*DATASET ROWS*:
● ● ● ●

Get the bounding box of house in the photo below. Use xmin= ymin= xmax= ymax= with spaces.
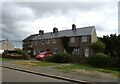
xmin=0 ymin=39 xmax=14 ymax=53
xmin=23 ymin=24 xmax=97 ymax=61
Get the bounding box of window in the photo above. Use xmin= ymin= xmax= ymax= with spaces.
xmin=41 ymin=40 xmax=44 ymax=44
xmin=72 ymin=48 xmax=79 ymax=54
xmin=70 ymin=37 xmax=75 ymax=43
xmin=34 ymin=41 xmax=37 ymax=45
xmin=84 ymin=48 xmax=89 ymax=57
xmin=46 ymin=39 xmax=50 ymax=44
xmin=52 ymin=39 xmax=56 ymax=43
xmin=82 ymin=36 xmax=87 ymax=42
xmin=53 ymin=48 xmax=58 ymax=54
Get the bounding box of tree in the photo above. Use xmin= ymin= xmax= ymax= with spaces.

● ● ● ●

*REQUIRED WORK*:
Please reproduce the rows above word for word, leaving out any pictures.

*TASK ANSWER*:
Get the bounding box of house in the photo below. Use xmin= ymin= xmax= ymax= with spaces.
xmin=0 ymin=39 xmax=14 ymax=53
xmin=23 ymin=24 xmax=97 ymax=61
Get the bounding box of window in the photo above. Use xmin= ymin= xmax= ymax= with spaces.
xmin=41 ymin=40 xmax=44 ymax=44
xmin=72 ymin=48 xmax=79 ymax=54
xmin=70 ymin=37 xmax=75 ymax=43
xmin=34 ymin=41 xmax=37 ymax=45
xmin=84 ymin=48 xmax=89 ymax=57
xmin=46 ymin=39 xmax=50 ymax=44
xmin=52 ymin=39 xmax=56 ymax=43
xmin=82 ymin=36 xmax=87 ymax=42
xmin=53 ymin=48 xmax=58 ymax=54
Get the bounding box of tree in the photo above. Use xmin= ymin= xmax= ymax= with spaces.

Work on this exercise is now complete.